### Goal of the exercise
Output the lines below word for word, leaving out the pictures.

### Entries supplied
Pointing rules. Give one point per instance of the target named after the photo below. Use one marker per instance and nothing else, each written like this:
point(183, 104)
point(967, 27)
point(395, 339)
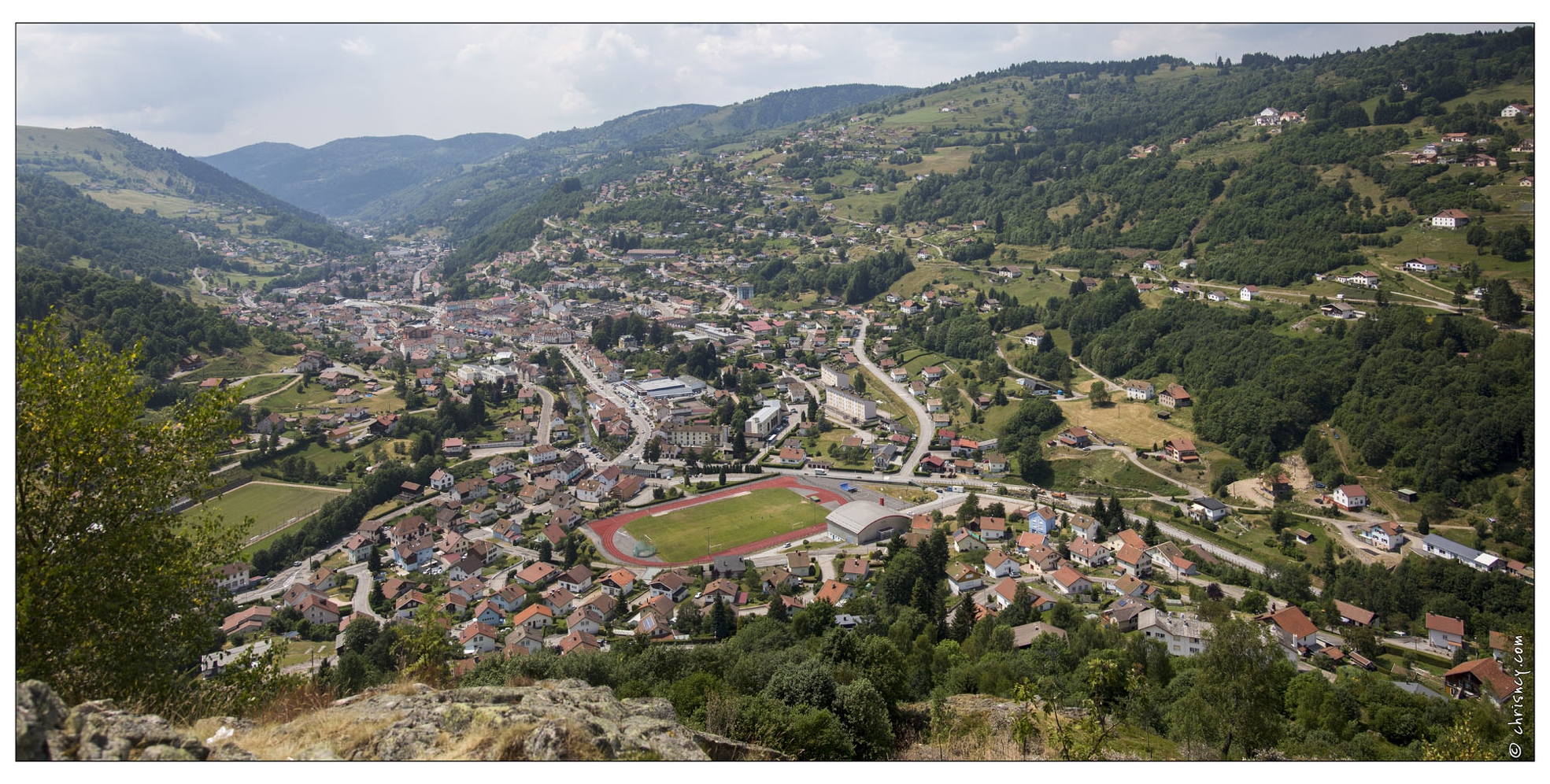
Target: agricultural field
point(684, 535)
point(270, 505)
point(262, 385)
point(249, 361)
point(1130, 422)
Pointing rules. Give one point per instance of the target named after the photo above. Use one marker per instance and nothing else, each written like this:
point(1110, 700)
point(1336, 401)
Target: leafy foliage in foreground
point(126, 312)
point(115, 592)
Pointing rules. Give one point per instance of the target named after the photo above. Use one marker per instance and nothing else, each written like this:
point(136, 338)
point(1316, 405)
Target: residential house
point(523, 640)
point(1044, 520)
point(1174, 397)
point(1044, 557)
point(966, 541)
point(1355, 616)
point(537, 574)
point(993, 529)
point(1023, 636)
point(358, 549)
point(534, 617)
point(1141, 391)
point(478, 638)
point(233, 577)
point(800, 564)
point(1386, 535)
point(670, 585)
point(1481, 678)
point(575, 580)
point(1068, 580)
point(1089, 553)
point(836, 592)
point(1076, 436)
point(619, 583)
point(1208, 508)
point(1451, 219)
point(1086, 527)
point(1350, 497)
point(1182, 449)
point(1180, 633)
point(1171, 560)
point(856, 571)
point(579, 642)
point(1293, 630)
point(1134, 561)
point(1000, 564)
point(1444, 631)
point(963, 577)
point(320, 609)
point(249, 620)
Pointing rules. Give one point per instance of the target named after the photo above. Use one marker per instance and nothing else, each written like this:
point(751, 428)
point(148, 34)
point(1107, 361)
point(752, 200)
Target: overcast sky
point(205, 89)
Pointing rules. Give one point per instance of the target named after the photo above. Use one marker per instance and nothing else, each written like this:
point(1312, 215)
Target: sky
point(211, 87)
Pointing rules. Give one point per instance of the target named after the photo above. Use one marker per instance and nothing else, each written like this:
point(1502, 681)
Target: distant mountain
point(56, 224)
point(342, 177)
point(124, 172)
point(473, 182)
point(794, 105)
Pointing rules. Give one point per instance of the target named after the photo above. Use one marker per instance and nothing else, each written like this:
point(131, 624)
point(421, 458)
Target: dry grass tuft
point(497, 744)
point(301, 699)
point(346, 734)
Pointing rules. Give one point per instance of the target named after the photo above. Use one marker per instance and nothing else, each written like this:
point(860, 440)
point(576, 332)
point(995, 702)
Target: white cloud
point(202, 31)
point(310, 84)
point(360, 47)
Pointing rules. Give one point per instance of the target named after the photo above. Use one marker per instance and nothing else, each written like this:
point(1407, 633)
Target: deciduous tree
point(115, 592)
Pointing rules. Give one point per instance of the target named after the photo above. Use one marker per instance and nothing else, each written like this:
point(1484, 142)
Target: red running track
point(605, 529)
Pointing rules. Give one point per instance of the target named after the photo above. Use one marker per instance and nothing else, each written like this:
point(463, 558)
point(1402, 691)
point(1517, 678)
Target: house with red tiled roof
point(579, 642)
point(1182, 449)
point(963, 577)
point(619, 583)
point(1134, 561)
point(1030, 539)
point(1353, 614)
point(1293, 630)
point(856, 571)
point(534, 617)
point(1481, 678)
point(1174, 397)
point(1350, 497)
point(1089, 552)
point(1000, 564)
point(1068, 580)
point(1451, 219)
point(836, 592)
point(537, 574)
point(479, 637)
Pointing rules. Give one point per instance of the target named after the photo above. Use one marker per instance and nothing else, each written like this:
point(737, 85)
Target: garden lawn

### Complete answer
Pointing rules. Give one point per instance of the target named after the photo below. Use one marker per instance and nothing else, each written like this:
point(183, 104)
point(967, 27)
point(395, 339)
Target: agricultural field
point(684, 535)
point(270, 505)
point(262, 385)
point(249, 361)
point(1130, 422)
Pointing rules. Give one point per instance of the target named after the photo above. Use one marker per instance and nothing else, each written like this:
point(1110, 700)
point(1336, 401)
Target: leafy foliage in foreground
point(126, 312)
point(115, 592)
Pointing rules. Give one point per instance of the target named after the photo above. Use one marker per instance and nothing else, each written like this:
point(136, 338)
point(1316, 405)
Target: residential house
point(523, 640)
point(1044, 520)
point(1174, 397)
point(1044, 557)
point(966, 541)
point(1355, 616)
point(537, 574)
point(993, 529)
point(1023, 636)
point(358, 549)
point(534, 617)
point(1141, 391)
point(478, 638)
point(233, 577)
point(800, 564)
point(1386, 535)
point(670, 585)
point(1481, 678)
point(575, 580)
point(1068, 580)
point(1089, 553)
point(836, 592)
point(1076, 436)
point(619, 583)
point(1208, 508)
point(1451, 219)
point(1086, 527)
point(1350, 497)
point(1182, 449)
point(1180, 633)
point(1171, 560)
point(856, 571)
point(579, 642)
point(1293, 630)
point(1134, 561)
point(1000, 564)
point(1444, 631)
point(963, 577)
point(320, 609)
point(249, 620)
Pointing rules. Give one point per instance of the target named after the photo above. Use one marker per instance and nothing else, each written like this:
point(751, 428)
point(148, 34)
point(1107, 361)
point(752, 200)
Target: overcast sky
point(205, 89)
Pointing rules. Give one point per instance of the target named after the photo above. Use one marker per instance and nothing else, each written like this:
point(1312, 215)
Target: sky
point(211, 87)
Pointing rules. Give one point per instance of the target named after the photo above. Use one marker per instance and nothing else, each written like this:
point(1502, 681)
Target: distant mountain
point(56, 224)
point(342, 177)
point(124, 172)
point(473, 182)
point(794, 105)
Pointing rules. Give one point per instance of the target named after the photo above. Use one marker per instance and nothing else, each written like this:
point(131, 624)
point(421, 458)
Target: dry grass tuft
point(497, 744)
point(301, 699)
point(346, 734)
Pointing rules. Give one point per instance of the target named after the photo above. Use one marker per instance and nothing else, each written like this:
point(860, 440)
point(576, 332)
point(995, 702)
Target: white cloud
point(202, 31)
point(310, 84)
point(360, 47)
Pointing rules. Give one point per instance of the target named after the photo above. Use one marker per instance and nothing else, each written like this:
point(1407, 633)
Target: deciduous tree
point(115, 592)
Pointing rules. Give one point per instance of the target named after the photo above. Use one marker per instance and nothing else, each written like this:
point(1484, 142)
Target: red running track
point(605, 529)
Pointing rules. Give one point per instance of the target named after the photo above. Use one marker per instance and nothing else, each written like this:
point(463, 558)
point(1402, 691)
point(1517, 678)
Target: house with red tiled roof
point(579, 642)
point(1182, 449)
point(963, 577)
point(619, 583)
point(1134, 561)
point(1030, 539)
point(1353, 614)
point(1293, 630)
point(856, 571)
point(534, 617)
point(1481, 678)
point(1174, 397)
point(1350, 497)
point(1089, 552)
point(1000, 564)
point(1068, 580)
point(1451, 219)
point(836, 592)
point(537, 574)
point(479, 637)
Pointing rules. Give one point per instance of the target named after the photo above. Use one marker per instance and nothing else, each written like this:
point(737, 85)
Target: garden lawn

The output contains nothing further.